**Instructions to follow**
Exactly as written, reproduce all of the entries.

Natural language region descriptions:
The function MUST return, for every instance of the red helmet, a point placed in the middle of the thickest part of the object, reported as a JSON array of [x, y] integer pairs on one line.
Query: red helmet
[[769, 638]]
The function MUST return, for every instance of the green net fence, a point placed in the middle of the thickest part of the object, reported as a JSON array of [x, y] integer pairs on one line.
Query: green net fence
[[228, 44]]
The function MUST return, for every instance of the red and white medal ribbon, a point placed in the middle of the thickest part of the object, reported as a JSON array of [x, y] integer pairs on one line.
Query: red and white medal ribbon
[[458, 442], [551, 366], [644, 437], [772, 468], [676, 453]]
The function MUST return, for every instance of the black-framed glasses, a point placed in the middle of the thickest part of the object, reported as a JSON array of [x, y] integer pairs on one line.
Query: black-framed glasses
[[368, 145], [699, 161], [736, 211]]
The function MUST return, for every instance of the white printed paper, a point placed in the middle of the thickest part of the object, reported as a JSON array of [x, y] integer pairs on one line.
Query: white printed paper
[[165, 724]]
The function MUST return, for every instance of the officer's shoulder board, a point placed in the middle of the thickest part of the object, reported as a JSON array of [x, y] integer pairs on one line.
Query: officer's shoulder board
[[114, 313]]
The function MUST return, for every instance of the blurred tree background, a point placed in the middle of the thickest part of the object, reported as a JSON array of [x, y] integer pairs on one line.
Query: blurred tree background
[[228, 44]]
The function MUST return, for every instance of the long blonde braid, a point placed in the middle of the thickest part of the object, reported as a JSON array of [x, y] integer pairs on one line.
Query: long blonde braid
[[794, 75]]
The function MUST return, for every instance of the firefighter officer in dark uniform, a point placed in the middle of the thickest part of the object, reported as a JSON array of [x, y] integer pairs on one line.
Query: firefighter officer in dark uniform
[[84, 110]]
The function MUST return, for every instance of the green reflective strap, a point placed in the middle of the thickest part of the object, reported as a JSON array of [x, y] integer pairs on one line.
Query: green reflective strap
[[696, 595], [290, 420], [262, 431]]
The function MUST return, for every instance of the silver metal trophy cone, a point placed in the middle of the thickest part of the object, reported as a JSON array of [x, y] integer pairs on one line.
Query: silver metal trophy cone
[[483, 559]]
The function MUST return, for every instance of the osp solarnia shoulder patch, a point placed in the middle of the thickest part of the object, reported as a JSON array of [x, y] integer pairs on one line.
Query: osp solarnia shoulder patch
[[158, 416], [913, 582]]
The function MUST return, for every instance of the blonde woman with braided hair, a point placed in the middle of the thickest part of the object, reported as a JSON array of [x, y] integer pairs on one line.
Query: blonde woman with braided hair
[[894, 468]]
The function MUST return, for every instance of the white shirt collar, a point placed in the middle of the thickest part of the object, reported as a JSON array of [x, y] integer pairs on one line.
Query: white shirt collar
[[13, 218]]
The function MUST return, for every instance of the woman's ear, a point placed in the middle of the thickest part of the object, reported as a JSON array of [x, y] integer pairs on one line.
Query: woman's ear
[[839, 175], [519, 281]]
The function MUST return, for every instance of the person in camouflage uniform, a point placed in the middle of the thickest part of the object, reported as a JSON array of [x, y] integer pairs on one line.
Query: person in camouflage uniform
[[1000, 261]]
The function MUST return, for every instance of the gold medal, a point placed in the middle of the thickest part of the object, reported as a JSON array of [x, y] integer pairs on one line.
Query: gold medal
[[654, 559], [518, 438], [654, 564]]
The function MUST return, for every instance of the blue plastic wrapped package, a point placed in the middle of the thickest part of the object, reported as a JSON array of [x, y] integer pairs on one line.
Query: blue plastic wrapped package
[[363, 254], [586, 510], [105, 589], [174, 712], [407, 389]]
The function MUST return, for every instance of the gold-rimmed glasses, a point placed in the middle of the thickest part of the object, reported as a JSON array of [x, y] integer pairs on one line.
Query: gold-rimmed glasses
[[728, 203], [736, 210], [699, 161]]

**Solution**
The function MUST return, for every instance of the red helmet, a point placed in the middle of the thickest part of the object, reported as a JSON array of [x, y] integer pairs on one line.
Query: red helmet
[[769, 638]]
The function MUST return, for every instance of the green net fence, a point placed in the middle of the thickest part of the object, reported as a JSON array of [x, y] integer pairs on one line.
Query: green net fence
[[228, 44]]
The function MUST return, for every instance of the red and white medal ribbon, a point placed in the middle of the thickest part of the object, reported as a JSON array of [x, y] integer pairs on one line.
Query: red and white medal ribbon
[[458, 442], [551, 366], [644, 437], [772, 468], [676, 453]]
The function MUST return, for every instance of the black-framed glasses, a point placed in the middle of the thickest part of the object, reported as a JSON array of [x, y] integer pairs on one line.
Query: black-framed glasses
[[368, 145], [699, 161], [736, 211]]
The function MUST return, for every instance of the white printed paper, a point placed in the middle of the thickest part of the object, reported as a JSON array of [x, y] integer pairs on one line.
Query: white printed paper
[[165, 724]]
The function MUST return, for every instance of the officer's shoulder board, a point placed in the middle of the thickest part of the object, reported as a JSON array of [x, y] integer pairs on one line.
Query: officer's shoulder board
[[114, 313]]
The function MUST return, for every instance of the blurred tree background, a point placed in the middle of the thickest part of the object, reported as a JSON array of [x, y] integer pairs on one line.
Query: blurred tree background
[[228, 44]]
The function MUST return, for every instance of the long blonde braid, a point placed in the middle of the thickest part of the object, reported as a JSON array of [x, y] integer pairs on one line.
Query: long blonde braid
[[794, 75]]
The function MUST return, for every instance of the firefighter officer in dark uniform, a point placed in the middle of the thickest part of the object, reported as a JSON array of [x, y] integer pairs on one line.
Query: firefighter officer in dark uniform
[[84, 110]]
The function MUST return, for every instance of the green reflective strap, a point placed in the middle of the thickest part of the object, reported as a JSON array of [x, y] integer pairs on one line.
Query: green reflective strap
[[696, 595], [290, 420], [262, 431]]
The function MUST return, for every instance of the silver metal trophy cone, a point placed in the middle of the thickest part of the object, reported as a JSON array of [x, y] integer pairs on one line.
Query: silver metal trophy cone
[[483, 559]]
The function MUST return, for every instance of the osp solarnia shoulder patch, a point placed in the middle of the thickest part of the object, reported as a JSON array of [x, y] integer pairs on one line.
Query: osp solarnia shoulder patch
[[158, 416], [913, 582]]
The function MUST return, for every instance of the blonde woman with braided hair, a point placed in the middle of the thickest part of the object, reported as a JSON array of [x, y] integer pairs on one line.
Query: blonde woman with braided hair
[[894, 468]]
The function MUST return, for every instance of the white shirt collar, a point placed in the middle of the thickest part of the object, reported as a JSON array of [x, y] integer pairs on one line.
Query: white shirt collar
[[13, 218]]
The function MUST return, for every instance of the woman's ear, a point placed in the middle of the thickest part of the object, reported as a JSON array of [x, y] integer pairs on one line.
Query: woman's ear
[[839, 175], [519, 281]]
The function MUST return, for every instance of the person in camouflage uniform, a point placed in the middle of the thickest part of the object, reported as a JSON array of [x, y] integer pairs on one line.
Query: person in camouflage uniform
[[1000, 261]]
The function MUST return, for every instance of the gold medal, a point placed in the middle of the thickest part of the object, reported as a JSON array of [x, y] integer pairs on one line.
Query: gold medal
[[654, 559], [518, 438], [654, 564]]
The function MUST return, for every instance of the blue plastic wrapped package, a point placed in the middle of the thickest part of the object, reported as a JSON array of [x, y] integer pairs on one line.
Query: blue plastic wrapped package
[[363, 254], [586, 510], [105, 589], [174, 712], [407, 389]]
The function MUST return, for every instance of the gold-rimmed glasses, a point placed in the middle of the thickest part of the object, reported as a JSON array of [x, y] integer pairs on one line.
Query: gold-rimmed glasses
[[728, 203], [736, 210], [699, 161]]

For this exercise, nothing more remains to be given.